### TASK INPUT

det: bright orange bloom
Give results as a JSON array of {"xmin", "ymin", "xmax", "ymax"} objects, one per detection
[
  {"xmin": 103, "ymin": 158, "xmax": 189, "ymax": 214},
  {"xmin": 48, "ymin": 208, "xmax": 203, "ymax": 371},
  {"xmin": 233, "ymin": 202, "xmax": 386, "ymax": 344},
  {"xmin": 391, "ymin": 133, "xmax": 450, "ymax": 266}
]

######

(EXERCISE):
Can you reproduce every one of the records above word for word?

(RESULT OF THE TASK):
det: bright orange bloom
Give results as a JSON array of {"xmin", "ymin", "xmax", "ymax"} objects, one per detection
[
  {"xmin": 103, "ymin": 158, "xmax": 189, "ymax": 214},
  {"xmin": 48, "ymin": 208, "xmax": 203, "ymax": 371},
  {"xmin": 233, "ymin": 202, "xmax": 386, "ymax": 344},
  {"xmin": 391, "ymin": 133, "xmax": 450, "ymax": 266}
]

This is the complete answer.